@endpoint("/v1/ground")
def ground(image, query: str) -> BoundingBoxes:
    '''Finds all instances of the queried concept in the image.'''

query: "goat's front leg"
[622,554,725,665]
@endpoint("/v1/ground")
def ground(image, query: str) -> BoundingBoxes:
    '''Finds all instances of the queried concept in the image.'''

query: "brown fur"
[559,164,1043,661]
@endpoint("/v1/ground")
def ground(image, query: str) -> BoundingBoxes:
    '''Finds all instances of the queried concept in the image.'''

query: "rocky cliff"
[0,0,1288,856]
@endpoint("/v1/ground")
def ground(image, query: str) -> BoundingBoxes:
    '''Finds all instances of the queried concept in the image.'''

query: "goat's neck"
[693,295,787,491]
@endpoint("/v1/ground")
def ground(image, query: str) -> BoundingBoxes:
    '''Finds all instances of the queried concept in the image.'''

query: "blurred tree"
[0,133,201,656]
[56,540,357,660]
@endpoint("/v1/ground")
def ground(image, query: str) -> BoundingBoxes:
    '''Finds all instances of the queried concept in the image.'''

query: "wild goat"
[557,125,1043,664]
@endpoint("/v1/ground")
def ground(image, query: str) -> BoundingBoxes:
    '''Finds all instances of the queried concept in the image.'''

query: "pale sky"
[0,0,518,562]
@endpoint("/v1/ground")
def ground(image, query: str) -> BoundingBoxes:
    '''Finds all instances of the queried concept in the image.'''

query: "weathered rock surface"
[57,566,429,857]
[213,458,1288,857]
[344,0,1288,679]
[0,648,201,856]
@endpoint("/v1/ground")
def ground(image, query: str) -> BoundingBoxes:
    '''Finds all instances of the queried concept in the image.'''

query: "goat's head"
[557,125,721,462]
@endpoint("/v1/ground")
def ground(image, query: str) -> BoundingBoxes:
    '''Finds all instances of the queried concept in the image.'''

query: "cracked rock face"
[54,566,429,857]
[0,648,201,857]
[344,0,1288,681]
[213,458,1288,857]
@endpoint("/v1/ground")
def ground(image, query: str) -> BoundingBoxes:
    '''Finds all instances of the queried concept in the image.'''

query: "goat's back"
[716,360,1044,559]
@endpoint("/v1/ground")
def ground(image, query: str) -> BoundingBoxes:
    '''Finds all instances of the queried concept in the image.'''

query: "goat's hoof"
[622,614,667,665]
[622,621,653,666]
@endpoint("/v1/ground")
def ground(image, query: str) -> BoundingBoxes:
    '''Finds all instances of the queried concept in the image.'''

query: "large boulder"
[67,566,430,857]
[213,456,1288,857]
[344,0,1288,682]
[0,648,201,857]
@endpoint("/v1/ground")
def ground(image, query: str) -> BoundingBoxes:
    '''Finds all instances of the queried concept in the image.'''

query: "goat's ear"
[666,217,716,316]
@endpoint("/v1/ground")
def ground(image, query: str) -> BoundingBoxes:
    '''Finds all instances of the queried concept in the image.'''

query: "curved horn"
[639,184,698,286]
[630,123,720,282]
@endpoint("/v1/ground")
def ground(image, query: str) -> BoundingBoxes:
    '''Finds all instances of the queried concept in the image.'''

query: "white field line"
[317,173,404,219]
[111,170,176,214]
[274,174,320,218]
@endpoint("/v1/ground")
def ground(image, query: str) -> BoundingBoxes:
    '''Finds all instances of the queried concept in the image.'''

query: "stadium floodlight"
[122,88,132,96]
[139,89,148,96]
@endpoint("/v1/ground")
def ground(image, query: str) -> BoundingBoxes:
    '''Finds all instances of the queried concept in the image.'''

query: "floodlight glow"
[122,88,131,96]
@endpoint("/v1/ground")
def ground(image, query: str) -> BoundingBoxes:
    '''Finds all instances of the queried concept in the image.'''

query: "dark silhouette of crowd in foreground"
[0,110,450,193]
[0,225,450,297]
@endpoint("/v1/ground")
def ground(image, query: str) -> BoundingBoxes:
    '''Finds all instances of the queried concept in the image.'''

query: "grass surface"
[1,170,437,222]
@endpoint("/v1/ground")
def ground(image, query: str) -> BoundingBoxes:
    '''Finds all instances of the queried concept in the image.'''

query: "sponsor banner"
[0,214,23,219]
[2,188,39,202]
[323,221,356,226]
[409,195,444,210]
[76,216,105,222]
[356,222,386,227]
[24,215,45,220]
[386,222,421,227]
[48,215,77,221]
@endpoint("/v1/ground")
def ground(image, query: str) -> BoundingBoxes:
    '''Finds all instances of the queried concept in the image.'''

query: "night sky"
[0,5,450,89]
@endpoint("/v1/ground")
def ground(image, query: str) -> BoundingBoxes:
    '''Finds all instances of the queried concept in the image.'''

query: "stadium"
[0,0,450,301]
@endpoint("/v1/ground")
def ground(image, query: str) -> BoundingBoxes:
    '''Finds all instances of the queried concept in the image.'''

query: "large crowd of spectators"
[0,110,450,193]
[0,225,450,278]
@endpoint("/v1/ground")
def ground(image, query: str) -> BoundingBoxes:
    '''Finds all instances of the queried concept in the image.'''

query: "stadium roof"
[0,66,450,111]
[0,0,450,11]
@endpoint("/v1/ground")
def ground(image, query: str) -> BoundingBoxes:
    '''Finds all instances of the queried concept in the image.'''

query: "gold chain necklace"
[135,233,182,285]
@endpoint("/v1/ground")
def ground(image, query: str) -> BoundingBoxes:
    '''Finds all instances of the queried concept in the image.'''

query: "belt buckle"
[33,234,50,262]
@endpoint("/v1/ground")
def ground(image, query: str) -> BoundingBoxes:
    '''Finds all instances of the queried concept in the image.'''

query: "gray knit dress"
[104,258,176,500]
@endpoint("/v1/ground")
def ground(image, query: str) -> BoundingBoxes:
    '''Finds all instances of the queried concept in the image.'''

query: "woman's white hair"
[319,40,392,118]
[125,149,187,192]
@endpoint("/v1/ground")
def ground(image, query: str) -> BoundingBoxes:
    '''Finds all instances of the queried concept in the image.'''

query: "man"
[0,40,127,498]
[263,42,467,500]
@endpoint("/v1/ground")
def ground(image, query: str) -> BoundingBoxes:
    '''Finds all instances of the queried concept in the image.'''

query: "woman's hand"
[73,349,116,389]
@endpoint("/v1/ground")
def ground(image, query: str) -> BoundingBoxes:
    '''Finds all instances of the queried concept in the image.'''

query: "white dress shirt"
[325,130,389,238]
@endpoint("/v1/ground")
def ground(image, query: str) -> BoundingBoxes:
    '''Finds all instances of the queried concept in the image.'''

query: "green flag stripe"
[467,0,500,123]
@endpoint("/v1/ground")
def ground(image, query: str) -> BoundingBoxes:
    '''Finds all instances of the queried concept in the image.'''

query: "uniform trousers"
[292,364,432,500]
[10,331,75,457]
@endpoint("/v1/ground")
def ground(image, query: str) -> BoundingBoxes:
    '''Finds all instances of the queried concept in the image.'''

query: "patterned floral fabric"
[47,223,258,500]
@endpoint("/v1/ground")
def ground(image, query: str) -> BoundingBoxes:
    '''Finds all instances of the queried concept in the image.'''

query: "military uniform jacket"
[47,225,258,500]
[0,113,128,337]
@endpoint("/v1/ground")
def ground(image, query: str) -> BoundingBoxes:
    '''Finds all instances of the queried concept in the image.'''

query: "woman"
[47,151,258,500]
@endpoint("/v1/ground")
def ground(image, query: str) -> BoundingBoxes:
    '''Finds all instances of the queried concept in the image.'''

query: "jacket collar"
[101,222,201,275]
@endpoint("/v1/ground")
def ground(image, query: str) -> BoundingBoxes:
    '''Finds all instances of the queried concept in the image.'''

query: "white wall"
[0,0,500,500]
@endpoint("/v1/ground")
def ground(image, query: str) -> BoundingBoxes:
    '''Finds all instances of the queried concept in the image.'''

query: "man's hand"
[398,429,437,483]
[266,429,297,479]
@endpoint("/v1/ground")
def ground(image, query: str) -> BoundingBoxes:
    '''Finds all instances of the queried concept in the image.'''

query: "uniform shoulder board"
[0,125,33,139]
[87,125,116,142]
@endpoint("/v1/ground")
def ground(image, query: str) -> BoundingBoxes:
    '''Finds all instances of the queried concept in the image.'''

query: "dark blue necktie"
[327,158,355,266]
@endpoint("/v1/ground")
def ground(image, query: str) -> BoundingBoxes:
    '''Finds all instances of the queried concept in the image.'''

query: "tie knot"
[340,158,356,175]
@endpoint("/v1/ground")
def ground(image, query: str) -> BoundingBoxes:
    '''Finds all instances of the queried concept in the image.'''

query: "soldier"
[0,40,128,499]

**Stated goal:**
Repeat the stretch of entries from the very start through the line containing "[622,554,725,665]", replacing "front" with "hind" and keeping everything else the same.

**Answer to this exercise:**
@endpoint("/v1/ground")
def ground(image, query: str) -> BoundingBoxes:
    '''Finds all instances of the queried concept in the image.'''

query: "goat's hind leg"
[622,554,725,665]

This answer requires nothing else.